-------- DATASET --------

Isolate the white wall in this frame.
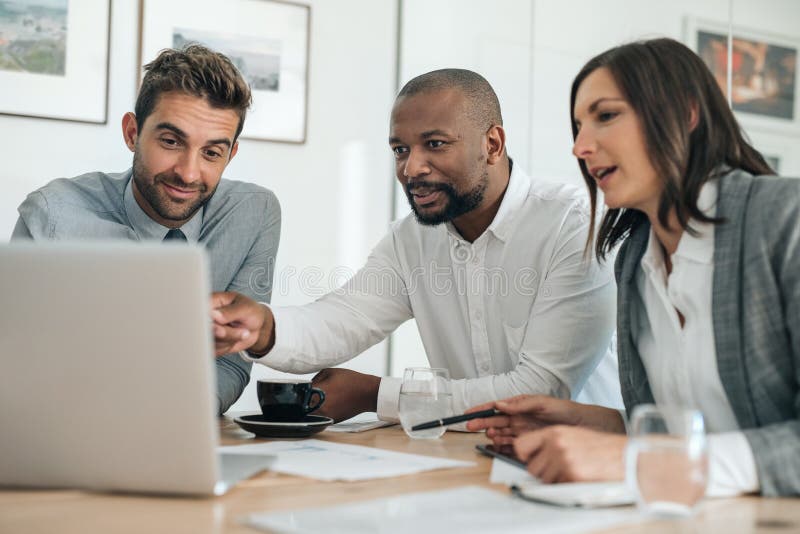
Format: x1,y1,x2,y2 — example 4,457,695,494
0,0,397,410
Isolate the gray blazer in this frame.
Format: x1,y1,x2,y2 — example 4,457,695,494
615,170,800,496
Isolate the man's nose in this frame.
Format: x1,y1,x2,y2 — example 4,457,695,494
403,149,431,178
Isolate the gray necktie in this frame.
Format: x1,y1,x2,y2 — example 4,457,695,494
164,228,186,242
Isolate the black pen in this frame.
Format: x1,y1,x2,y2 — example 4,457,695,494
411,408,502,432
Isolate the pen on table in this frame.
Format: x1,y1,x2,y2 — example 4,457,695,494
411,408,502,432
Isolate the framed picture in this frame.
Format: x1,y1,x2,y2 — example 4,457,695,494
138,0,311,143
0,0,111,124
688,21,800,130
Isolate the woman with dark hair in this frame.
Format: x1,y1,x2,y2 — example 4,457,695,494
468,39,800,495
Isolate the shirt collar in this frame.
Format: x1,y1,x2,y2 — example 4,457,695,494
122,170,203,243
446,159,531,242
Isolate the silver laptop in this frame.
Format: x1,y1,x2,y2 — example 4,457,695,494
0,242,272,495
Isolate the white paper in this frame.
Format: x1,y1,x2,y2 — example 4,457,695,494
243,486,640,534
489,458,539,486
325,412,397,432
219,439,475,481
516,481,636,508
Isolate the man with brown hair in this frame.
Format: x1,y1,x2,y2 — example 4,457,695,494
12,45,281,413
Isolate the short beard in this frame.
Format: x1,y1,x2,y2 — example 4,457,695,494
133,150,216,222
404,170,489,226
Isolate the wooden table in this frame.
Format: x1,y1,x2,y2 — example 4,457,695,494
0,418,800,534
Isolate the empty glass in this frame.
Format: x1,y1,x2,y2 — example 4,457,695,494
398,367,453,439
626,404,708,515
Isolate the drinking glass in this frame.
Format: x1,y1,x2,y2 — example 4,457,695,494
626,404,708,515
398,367,453,439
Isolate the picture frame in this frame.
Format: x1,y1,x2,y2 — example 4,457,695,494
685,18,800,135
0,0,111,124
137,0,311,144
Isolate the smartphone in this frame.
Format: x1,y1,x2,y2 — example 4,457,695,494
475,445,527,469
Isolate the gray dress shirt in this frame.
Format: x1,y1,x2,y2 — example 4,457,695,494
11,169,281,413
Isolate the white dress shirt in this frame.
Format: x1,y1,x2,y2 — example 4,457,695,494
634,180,759,496
248,166,622,420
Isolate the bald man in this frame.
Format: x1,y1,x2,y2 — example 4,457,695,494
213,69,621,421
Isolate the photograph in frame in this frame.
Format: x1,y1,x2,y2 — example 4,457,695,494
0,0,111,124
137,0,310,143
688,17,800,125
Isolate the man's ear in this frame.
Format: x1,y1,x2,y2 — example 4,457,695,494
689,102,700,132
486,124,506,165
228,140,239,163
122,111,139,152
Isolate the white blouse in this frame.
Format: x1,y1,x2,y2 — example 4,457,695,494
634,180,759,496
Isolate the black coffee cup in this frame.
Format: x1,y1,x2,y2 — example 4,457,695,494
256,379,325,422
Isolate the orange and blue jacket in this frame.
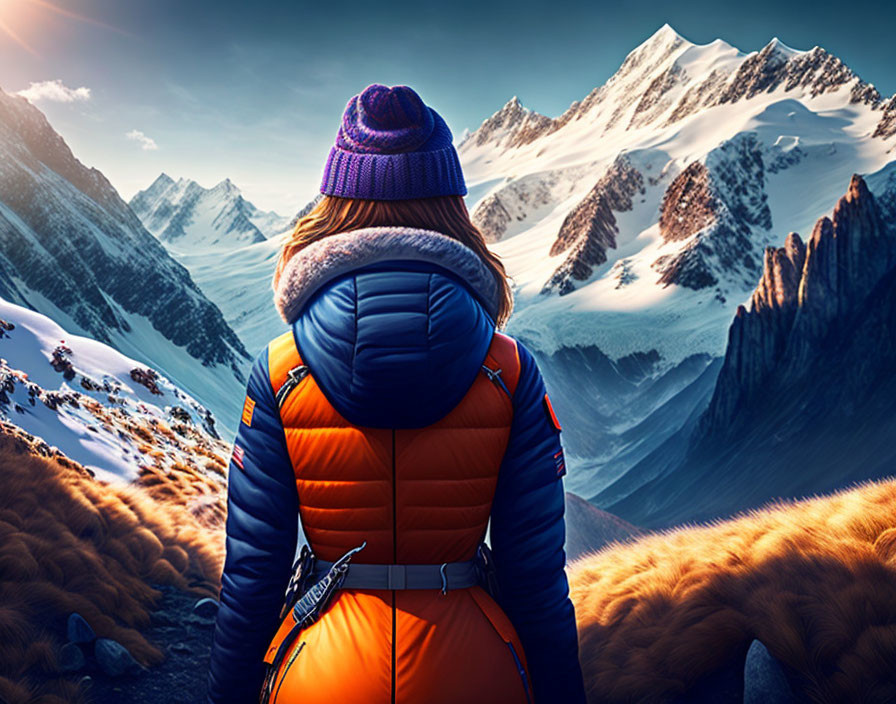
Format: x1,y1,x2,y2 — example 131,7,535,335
208,228,585,704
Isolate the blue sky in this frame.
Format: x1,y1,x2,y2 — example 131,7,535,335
0,0,896,214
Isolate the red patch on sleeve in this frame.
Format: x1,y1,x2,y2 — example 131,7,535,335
554,449,566,477
542,394,563,433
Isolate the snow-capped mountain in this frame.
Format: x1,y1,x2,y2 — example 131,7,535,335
136,194,321,355
459,25,896,496
130,173,289,253
0,300,229,484
0,82,248,428
608,168,896,527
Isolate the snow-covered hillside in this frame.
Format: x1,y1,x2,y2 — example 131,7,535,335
174,233,287,355
460,25,896,496
0,300,229,484
0,84,250,430
130,173,289,253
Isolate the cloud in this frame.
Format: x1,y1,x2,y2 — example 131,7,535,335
125,130,159,152
16,78,90,103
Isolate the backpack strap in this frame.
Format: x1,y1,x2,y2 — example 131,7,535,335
268,330,308,408
482,330,520,399
268,330,520,408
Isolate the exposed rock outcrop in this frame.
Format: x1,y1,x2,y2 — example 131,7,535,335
0,91,248,379
470,172,558,242
872,95,896,139
566,492,642,562
604,172,896,527
542,156,644,295
653,133,772,290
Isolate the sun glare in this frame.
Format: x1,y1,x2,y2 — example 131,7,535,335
0,0,127,54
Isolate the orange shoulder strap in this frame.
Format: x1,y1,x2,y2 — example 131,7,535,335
268,330,302,396
485,330,520,397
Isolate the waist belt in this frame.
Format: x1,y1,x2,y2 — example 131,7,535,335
314,560,479,592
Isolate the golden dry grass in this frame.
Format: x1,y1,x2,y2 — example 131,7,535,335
0,424,222,704
570,481,896,702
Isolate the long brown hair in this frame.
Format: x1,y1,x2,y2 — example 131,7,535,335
274,196,513,327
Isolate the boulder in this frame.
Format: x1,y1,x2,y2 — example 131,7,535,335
93,638,140,677
66,611,96,643
744,640,797,704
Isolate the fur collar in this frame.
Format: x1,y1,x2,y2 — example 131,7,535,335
274,227,500,324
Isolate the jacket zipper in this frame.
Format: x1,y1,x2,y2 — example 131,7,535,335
505,640,532,704
392,428,398,704
277,364,309,408
482,364,513,399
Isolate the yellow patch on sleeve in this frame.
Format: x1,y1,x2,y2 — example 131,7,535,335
243,396,255,427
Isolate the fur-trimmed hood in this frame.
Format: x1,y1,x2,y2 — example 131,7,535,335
274,227,499,428
274,227,501,324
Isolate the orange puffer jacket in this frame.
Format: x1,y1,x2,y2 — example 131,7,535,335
209,228,584,704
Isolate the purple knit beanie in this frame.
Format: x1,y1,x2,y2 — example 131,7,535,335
320,83,467,200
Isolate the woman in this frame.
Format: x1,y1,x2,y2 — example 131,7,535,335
209,85,584,704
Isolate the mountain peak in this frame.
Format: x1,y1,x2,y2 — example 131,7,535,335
759,37,805,60
647,22,687,42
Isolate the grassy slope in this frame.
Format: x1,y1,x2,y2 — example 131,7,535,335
0,423,222,704
570,480,896,702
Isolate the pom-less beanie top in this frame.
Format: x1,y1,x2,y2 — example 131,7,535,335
320,83,467,200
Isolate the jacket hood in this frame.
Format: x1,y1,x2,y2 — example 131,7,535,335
274,228,499,428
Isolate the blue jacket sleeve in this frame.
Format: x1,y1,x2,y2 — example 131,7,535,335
490,343,585,704
208,350,299,704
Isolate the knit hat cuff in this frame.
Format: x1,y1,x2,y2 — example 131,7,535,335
320,145,467,200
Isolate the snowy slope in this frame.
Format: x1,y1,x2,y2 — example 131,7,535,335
0,300,228,481
0,85,249,438
130,173,289,252
174,232,288,355
459,25,896,496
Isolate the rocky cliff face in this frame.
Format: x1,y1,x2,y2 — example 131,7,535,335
542,156,644,295
130,173,288,251
606,169,896,526
653,133,772,290
702,176,896,436
458,96,556,148
0,84,247,424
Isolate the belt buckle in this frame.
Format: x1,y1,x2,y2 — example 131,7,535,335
386,565,408,589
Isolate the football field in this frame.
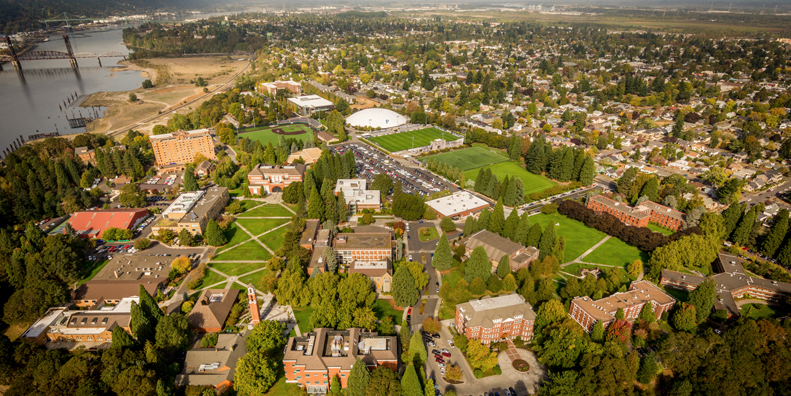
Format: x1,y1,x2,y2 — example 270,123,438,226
422,146,509,171
368,127,461,152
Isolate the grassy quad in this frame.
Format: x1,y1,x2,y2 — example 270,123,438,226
422,146,510,170
236,218,288,235
530,213,607,264
464,161,557,197
239,124,313,147
368,127,461,152
238,201,294,217
582,238,649,269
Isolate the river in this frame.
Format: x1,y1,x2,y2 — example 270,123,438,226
0,10,260,157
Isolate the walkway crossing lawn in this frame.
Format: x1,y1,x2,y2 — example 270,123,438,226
239,124,313,148
422,146,510,170
368,127,461,152
258,229,285,252
237,201,294,217
647,223,674,235
209,262,266,276
239,263,269,288
212,241,272,261
222,224,250,250
371,300,404,325
582,238,649,269
530,213,607,262
464,161,557,198
236,219,288,236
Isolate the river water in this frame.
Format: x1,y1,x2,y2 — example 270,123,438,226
0,9,262,158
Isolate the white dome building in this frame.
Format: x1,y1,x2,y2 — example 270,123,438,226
346,108,408,129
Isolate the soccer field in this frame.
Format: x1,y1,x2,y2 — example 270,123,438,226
368,127,461,152
464,161,556,196
422,146,509,171
239,124,313,147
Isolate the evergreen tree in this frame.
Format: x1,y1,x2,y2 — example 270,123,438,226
761,209,789,257
538,222,555,260
486,200,505,234
431,234,454,271
497,255,511,279
500,209,519,241
206,219,228,246
731,206,757,246
346,357,371,396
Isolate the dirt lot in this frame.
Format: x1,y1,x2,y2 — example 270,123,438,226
83,57,248,133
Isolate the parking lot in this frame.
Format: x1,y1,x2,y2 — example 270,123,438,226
331,143,458,195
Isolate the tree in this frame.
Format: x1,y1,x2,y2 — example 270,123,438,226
497,255,511,279
400,362,423,396
346,357,371,396
431,232,453,271
251,320,286,356
391,265,420,307
538,222,555,260
687,277,717,323
118,183,147,208
464,246,492,282
233,353,280,396
672,303,697,331
206,219,228,246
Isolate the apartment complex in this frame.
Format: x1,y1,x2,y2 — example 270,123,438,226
247,164,306,195
283,328,399,394
333,232,395,264
465,230,539,273
569,281,676,332
335,179,382,213
659,253,791,316
151,187,231,235
588,195,686,231
456,294,536,344
148,129,217,166
349,259,393,293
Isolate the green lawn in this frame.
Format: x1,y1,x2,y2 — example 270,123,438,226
368,127,460,152
258,230,285,252
77,260,110,287
422,146,510,170
217,224,250,250
464,161,556,196
371,300,404,325
212,241,272,261
582,237,649,269
209,262,266,276
647,223,674,235
530,213,607,264
239,269,269,287
417,227,439,242
739,304,783,320
293,307,313,334
237,201,294,217
239,124,313,148
236,218,288,236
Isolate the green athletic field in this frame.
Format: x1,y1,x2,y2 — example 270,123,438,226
368,127,460,152
422,146,509,170
239,124,313,148
464,161,555,196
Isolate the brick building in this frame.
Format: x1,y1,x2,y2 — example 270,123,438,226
333,232,395,265
148,129,217,166
660,253,791,316
569,281,676,332
456,294,536,344
283,328,400,394
247,164,306,195
588,195,686,231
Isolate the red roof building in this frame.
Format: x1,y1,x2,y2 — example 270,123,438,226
69,209,148,238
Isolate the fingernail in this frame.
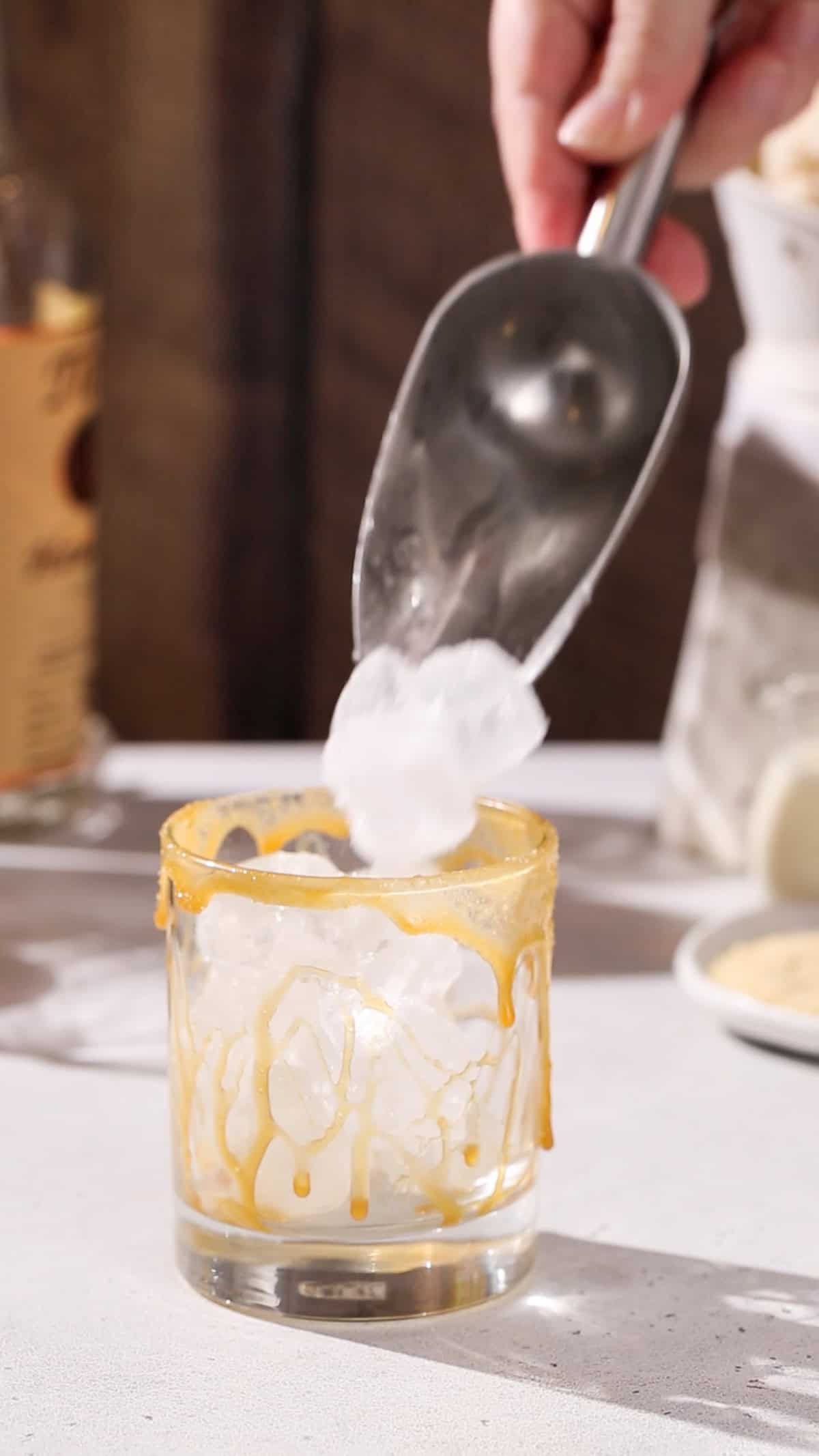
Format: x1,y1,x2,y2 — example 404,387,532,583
774,0,819,61
557,87,643,149
743,59,788,119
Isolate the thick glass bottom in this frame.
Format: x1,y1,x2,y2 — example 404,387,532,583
176,1188,535,1321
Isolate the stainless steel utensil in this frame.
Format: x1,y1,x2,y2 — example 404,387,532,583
352,70,713,680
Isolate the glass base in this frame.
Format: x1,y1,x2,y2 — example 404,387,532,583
176,1188,535,1321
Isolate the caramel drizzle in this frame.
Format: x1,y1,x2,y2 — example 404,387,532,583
157,803,553,1229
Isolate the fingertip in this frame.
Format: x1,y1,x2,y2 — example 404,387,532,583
644,217,711,309
515,192,582,253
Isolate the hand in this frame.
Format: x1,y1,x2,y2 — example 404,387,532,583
490,0,819,306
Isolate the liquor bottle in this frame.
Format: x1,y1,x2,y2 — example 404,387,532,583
0,23,99,827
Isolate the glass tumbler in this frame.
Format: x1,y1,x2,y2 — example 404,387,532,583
157,790,557,1319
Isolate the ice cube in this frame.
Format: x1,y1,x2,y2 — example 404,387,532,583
323,704,474,872
330,646,414,732
414,642,549,793
323,642,547,872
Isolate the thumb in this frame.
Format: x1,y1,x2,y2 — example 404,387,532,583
558,0,716,162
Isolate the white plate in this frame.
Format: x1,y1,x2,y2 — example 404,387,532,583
674,904,819,1057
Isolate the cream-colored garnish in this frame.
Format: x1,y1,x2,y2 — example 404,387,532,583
708,916,819,1016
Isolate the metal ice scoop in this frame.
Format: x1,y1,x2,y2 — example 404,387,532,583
354,113,689,680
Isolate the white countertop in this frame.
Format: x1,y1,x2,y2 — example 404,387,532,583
0,747,819,1456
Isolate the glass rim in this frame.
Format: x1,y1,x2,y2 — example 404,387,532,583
160,786,557,900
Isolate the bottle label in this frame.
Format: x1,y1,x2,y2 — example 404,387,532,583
0,328,99,789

--------

AIM OF THE TASK:
Please reproduce, without any change, the part of the entries that opens with the line containing "Isolate the glass base in this frame." and closes with the line containing "157,790,557,1319", including both of those lines.

COMPLETED TASK:
Isolate the glass base in this frame.
Format: x1,y1,x2,y2 — example 404,387,532,583
176,1188,535,1321
Isolate the caramel drizzle in this frame.
Format: x1,y1,x2,y2 — example 404,387,532,583
157,803,553,1229
Isolate the fingertip in this frame.
Format: x1,y1,x2,y2 — example 404,387,532,583
644,217,711,309
515,192,582,253
Isolate the hand in this frame.
Format: x1,y1,x2,y2 — example 404,387,532,583
490,0,819,306
Isolate the liquor bottle in this frame.
Format: x1,y1,x2,y2 — example 404,387,532,583
0,23,99,827
Isolate the glass tumbler in this frame.
Format: x1,y1,x2,y2 — example 404,387,532,583
157,790,557,1319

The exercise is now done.